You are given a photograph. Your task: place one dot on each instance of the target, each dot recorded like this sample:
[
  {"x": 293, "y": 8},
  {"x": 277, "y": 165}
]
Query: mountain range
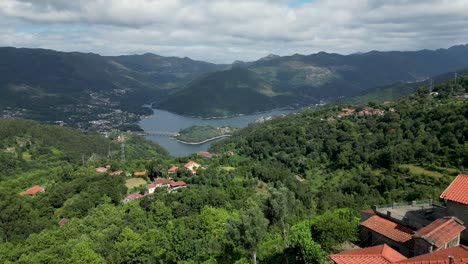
[{"x": 82, "y": 87}]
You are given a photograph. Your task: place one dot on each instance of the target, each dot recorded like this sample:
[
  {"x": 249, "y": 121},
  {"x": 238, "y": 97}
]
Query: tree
[
  {"x": 14, "y": 214},
  {"x": 84, "y": 254},
  {"x": 334, "y": 227},
  {"x": 249, "y": 230},
  {"x": 279, "y": 203},
  {"x": 300, "y": 239}
]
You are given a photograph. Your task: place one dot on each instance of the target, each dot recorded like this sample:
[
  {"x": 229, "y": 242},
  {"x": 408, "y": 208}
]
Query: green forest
_____
### [What needs to be done]
Will you restate every entry word for word and omit the images?

### [Expected output]
You are given a photograph. Your task: place one dot on each instance of the target, each dot recorded like this sample:
[
  {"x": 293, "y": 8},
  {"x": 277, "y": 165}
]
Query: mountain range
[{"x": 82, "y": 87}]
You are given a photograph. Your task: place one dot on each instance of the target, each dot recorded like this sample:
[
  {"x": 249, "y": 121},
  {"x": 238, "y": 97}
]
Query: tree
[
  {"x": 14, "y": 214},
  {"x": 84, "y": 254},
  {"x": 334, "y": 227},
  {"x": 249, "y": 230},
  {"x": 279, "y": 203},
  {"x": 300, "y": 239}
]
You are given a photograph. Your task: place one dot on each instance of the target, each dot recorded like this sample:
[
  {"x": 229, "y": 242},
  {"x": 408, "y": 208}
]
Query: green forest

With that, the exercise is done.